Records from a data collection
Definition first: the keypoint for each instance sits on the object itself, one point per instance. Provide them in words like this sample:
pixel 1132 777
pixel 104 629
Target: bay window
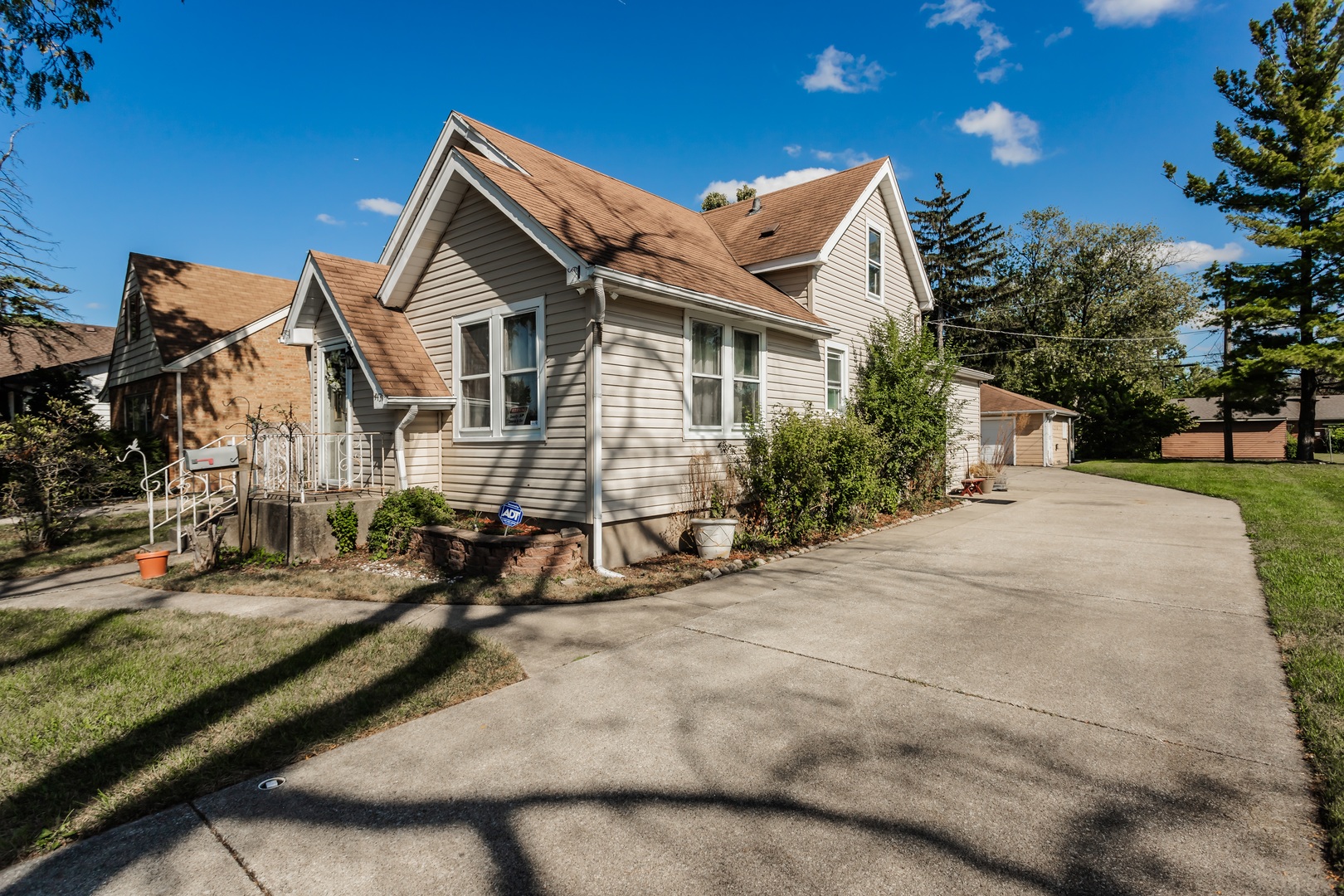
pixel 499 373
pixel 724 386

==

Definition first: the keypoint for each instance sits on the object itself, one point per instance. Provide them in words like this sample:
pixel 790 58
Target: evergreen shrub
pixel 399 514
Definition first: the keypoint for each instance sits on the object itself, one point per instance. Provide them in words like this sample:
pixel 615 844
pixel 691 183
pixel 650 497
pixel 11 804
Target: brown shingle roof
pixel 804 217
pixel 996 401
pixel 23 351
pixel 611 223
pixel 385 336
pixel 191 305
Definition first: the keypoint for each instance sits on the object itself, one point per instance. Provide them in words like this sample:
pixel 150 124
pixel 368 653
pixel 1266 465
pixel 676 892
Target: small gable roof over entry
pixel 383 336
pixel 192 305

▶ [Exercise objective]: From the entries above, select each line that contains the word "roof" and copy it in full.

▶ [Answer for the task]:
Target: brown shingle roof
Target: small gable roof over entry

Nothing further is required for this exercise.